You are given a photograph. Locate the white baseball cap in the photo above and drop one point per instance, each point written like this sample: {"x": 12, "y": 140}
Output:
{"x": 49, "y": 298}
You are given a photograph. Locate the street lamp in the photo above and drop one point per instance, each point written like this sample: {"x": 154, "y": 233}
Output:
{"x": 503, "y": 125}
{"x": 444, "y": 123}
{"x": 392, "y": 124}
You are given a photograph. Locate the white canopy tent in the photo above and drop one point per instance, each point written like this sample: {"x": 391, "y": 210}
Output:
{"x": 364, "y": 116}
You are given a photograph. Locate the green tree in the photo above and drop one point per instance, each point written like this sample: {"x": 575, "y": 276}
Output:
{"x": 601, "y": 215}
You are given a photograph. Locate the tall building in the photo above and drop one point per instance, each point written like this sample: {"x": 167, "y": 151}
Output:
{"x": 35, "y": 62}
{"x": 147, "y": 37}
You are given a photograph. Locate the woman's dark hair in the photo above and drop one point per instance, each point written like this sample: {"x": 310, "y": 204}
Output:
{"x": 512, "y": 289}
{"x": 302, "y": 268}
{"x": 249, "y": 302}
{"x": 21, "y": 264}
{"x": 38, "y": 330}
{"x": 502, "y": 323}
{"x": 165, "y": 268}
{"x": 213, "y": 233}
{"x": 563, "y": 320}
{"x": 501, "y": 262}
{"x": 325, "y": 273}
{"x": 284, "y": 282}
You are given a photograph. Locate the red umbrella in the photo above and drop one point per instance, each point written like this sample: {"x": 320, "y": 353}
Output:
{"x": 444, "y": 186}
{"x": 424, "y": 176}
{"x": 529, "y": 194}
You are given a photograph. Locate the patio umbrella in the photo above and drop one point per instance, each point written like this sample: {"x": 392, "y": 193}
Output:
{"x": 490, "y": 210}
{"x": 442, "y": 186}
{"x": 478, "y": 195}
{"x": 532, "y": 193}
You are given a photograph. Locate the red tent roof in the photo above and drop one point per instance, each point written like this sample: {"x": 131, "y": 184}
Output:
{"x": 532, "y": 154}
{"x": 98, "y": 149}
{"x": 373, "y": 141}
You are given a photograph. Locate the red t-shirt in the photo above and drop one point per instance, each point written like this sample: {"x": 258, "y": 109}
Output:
******************************
Your objective
From the first line through the last, give the data above again exactly.

Answer to this task
You are given a photograph. Locate the white baseball cap in the photo above and drop one point per instance, each point written like this sample: {"x": 12, "y": 140}
Output:
{"x": 49, "y": 298}
You are given a photograph. Locate the street lamp in the photo above and drop one point per instance, each point written like this sample: {"x": 154, "y": 233}
Output:
{"x": 503, "y": 125}
{"x": 444, "y": 123}
{"x": 392, "y": 124}
You are given a photograph. Locate the white canopy tent in the photo above and drop one point per instance, each point written like this sample: {"x": 391, "y": 210}
Output:
{"x": 364, "y": 116}
You are given a photograph. Locate the green tree in the photo above and drop one point per instance, each point written like this sample: {"x": 575, "y": 276}
Output:
{"x": 601, "y": 215}
You are given a photograph. Locate the tall building in the photo above and drop one point per instance, each point written like this sample: {"x": 167, "y": 151}
Output:
{"x": 35, "y": 62}
{"x": 147, "y": 37}
You are given a photograph. Locate the woman's dark hair in the photo above and drop one point per instance, each point written like this sample: {"x": 310, "y": 204}
Output:
{"x": 512, "y": 289}
{"x": 302, "y": 268}
{"x": 249, "y": 302}
{"x": 21, "y": 264}
{"x": 38, "y": 330}
{"x": 502, "y": 323}
{"x": 165, "y": 268}
{"x": 213, "y": 233}
{"x": 563, "y": 320}
{"x": 501, "y": 262}
{"x": 325, "y": 273}
{"x": 284, "y": 282}
You are given a photograph. Locate the red umbrella in the photo above and drop one point per instance, each point written like this sample: {"x": 320, "y": 353}
Output:
{"x": 444, "y": 186}
{"x": 424, "y": 176}
{"x": 529, "y": 194}
You are given a photograph. Locate the patio umbrella in the photo above and drop one point per instance, each point written like this sample: {"x": 392, "y": 193}
Output:
{"x": 490, "y": 210}
{"x": 442, "y": 186}
{"x": 478, "y": 195}
{"x": 532, "y": 193}
You are given a photograph. Locate the red tent roof in the photo above and drop one point per instance, each point written like this sample: {"x": 131, "y": 184}
Output:
{"x": 532, "y": 154}
{"x": 98, "y": 149}
{"x": 373, "y": 141}
You are given a photograph. Locate the red t-shirt in the photo above and drop one point per instance, each point written like this sample: {"x": 258, "y": 109}
Output:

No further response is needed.